Excerpted passage -
The discussion is open to all and free to attend. Sign-up via Eventbrite

Participant information

This is a large capacity online session held on Zoom. After registering a free place via Eventbrite, participants will receive a Zoom meeting link.

The event will be live-captioned on Zoom

Booking

This event is open to all and free to attend. Book a space via Eventbrite. After registering a free place via Eventbrite, participants will receive a Zoom link.

The event will be live captions on Zoom.
 

Biography

Professor Augustine "Gus" John was born in Grenada and has lived mainly in the UK since 1964.  He was a member of the Campaign Against Racial Discrimination (CARD) in the mid-to-late 60s and a member of the Council of the Institute of Race Relations in the early 70s. He is a scholar/activist who has done notable work in the fields of education policy; the role of schooling and education in promoting social justice; school improvement; management and international development.  Since the 60s he has been active in issues of education and schooling in Britain's inner cities such as London, Leicester, Birmingham, Manchester and Glasgow. 

Gus was a youth worker in London’s Notting Hill in the late 1960s. After a postgraduate diploma at the National College for the Training of Youth Leaders in Leicester, he conducted an action-research project in Handsworth, Birmingham, for the Runnymede Trust with a focus principally on young people and wrote the book Race in the Inner City.  Between 1973 and 1979, he led a research project for the National Association of Youth Clubs, sponsored by the Voluntary Services Unit at the Home Office. In 1981, he published the seminal report, In the Service of Black Youth - a study of the political culture of youth and community work with Black people in English cities. 

He was Assistant Education Officer and Head of Community Education in the Inner London Education Authority and in 1989 became the first African Director of Education in Britain, a post he held for just under 8 years. Prof John has worked in a number of university settings, including as Visiting Faculty Professor of Education at the University of Strathclyde in Glasgow (for 10 years).  Since 2007, Gus John has been an associate professor of education and honorary fellow of the London Centre for Leadership in Learning at the UCL Institute of Education and from 2016, Visiting Professor at Coventry University, where he works with the Vice Chancellor and University Leadership Team in improving the strategic management of the University and building a culture of equity.

Stored data -
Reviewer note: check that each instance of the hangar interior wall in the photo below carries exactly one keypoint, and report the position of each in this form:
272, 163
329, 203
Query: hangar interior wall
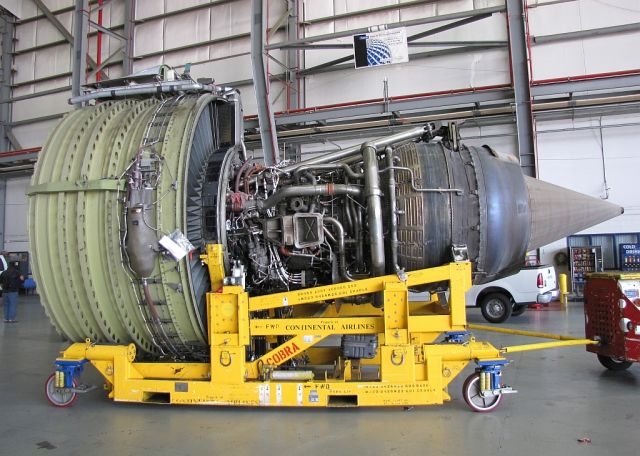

Problems -
a) According to the Gus John event page, in what year did he become the first African Director of Education in Britain?
b) Carry on the Gus John event page from the point where it stops.
You can set the lines aside; they aren't needed here.

Answers for this exercise -
a) 1989

b)
In 1997, he was appointed adviser to former British Home Secretary, Jack Straw, on race and social inclusion and in that capacity worked with civil servants on the Race Relations (Amendment) Act 2000.  In 1999, Gus John co-founded the Communities Empowerment Network (CEN), a charitable organisation providing advocacy and representation for excluded school students and their parents/carers.  He is now its Patron and Interim Chair.   Between 2003 and 2007, he evaluated the Race Equality Policy & Action Plan of every University/Higher Education Institute in England, Scotland and Wales for their respective funding councils and since then he has conducted equality audits for a number of universities, including Salford, Northumbria, Brunel and Cambridge.

Between 2001 and 2003, on behalf of the then Attorney General, he conducted a national review for the Crown Prosecution Service of prosecutors’ decision making at the case review stage, examining for any evidence of bias on the axis of gender and of race and wrote the report Race for Justice.

Since 2006 Gus John has been a member of the African Union's Technical Committee of Experts working on "modalities for reunifying Africa and its global diaspora", as part of its Sixth Region initiative. He has advised member states in Africa and the Caribbean on meeting the Sustainable Development Goals related to education and youth.  In 2016, he was named as one of the 30 most influential African diaspora leaders globally.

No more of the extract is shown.